> Action item
Nothing outside the range is wanted. Repeat exactly the lines below from the one with "Query: hilltop ridge" through the one with "Query: dark green bush".

> Data shown
__________________________________________________

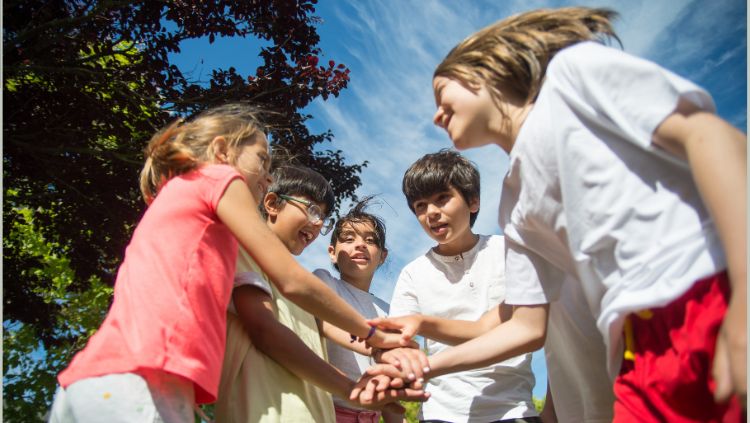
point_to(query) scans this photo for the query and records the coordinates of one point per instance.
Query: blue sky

__________________________________________________

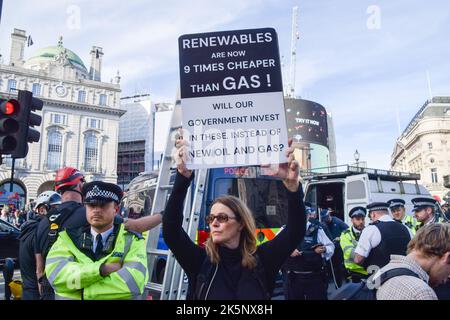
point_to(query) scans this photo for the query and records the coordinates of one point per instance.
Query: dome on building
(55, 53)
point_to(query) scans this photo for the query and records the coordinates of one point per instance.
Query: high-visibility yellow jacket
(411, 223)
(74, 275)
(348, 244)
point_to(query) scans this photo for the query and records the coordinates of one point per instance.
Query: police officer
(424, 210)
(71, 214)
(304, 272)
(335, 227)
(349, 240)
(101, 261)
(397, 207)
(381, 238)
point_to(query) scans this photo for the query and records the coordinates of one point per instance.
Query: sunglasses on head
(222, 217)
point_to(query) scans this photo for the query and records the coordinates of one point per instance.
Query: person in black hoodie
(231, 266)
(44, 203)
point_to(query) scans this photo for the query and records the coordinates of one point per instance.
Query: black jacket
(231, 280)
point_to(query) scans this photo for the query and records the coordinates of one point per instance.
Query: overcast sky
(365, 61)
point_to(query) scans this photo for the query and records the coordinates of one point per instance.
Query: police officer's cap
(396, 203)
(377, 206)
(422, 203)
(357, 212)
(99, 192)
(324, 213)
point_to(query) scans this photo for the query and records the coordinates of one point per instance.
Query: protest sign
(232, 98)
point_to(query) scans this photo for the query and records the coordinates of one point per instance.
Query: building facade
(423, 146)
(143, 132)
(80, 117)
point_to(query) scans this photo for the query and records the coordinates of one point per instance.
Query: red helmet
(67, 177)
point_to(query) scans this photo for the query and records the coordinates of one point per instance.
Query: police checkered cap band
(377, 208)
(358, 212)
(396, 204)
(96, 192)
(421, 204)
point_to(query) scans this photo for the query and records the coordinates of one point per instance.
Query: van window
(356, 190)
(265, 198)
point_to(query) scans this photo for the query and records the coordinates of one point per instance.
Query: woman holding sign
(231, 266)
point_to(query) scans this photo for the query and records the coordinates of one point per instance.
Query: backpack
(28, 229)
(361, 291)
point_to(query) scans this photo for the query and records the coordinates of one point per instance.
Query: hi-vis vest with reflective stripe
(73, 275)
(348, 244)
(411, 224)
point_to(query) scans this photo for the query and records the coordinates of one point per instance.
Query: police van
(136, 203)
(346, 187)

__________________________________________________

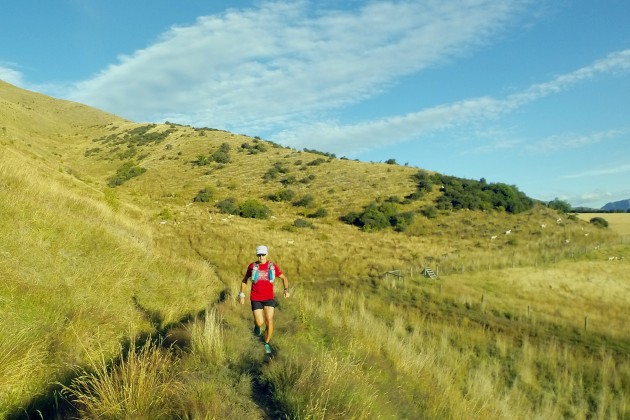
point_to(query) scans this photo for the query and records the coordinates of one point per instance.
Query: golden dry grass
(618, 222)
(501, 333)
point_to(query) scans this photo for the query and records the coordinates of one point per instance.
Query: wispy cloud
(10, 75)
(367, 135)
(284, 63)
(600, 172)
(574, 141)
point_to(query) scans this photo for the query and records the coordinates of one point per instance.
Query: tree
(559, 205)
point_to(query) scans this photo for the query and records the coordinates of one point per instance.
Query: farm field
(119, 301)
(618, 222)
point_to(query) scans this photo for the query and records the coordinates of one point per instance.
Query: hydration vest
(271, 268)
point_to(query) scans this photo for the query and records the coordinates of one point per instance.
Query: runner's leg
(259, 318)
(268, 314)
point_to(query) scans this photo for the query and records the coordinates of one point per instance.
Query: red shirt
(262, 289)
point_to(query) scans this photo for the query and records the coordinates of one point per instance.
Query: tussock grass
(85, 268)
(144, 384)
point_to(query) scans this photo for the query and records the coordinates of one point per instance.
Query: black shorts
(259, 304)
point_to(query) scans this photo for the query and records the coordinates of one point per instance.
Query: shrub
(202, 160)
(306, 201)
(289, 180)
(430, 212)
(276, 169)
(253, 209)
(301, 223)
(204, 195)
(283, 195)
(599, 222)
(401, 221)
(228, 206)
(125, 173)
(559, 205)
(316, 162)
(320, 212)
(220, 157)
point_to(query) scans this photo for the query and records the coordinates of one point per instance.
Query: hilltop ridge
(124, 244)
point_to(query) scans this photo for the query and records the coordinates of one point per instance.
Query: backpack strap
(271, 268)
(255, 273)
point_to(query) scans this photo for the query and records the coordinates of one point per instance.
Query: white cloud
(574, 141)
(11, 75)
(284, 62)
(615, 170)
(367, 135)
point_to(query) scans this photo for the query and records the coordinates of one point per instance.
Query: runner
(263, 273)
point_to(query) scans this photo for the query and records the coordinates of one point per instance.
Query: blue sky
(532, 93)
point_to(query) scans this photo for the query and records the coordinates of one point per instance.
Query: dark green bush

__________________________________________________

> Exercise response
Query: hilltop ridge
(124, 244)
point_to(query) scans this photo for the query and records the coordinates of one point per instance.
Query: backpack strap
(271, 268)
(255, 273)
point_to(query) scans this photo for the query and records the coordinates of one point per instance.
Query: white cloud
(574, 141)
(11, 75)
(284, 62)
(615, 170)
(367, 135)
point_to(query) scans this photo for the query and records the coordinates of one point per instance.
Query: runner
(263, 273)
point_to(query) scans this photo for the query and records the coordinates of one point per instance.
Query: blue sky
(532, 93)
point_to(query) scans this photo for the query and records the coordinates of one point per instance.
Query: dark green bush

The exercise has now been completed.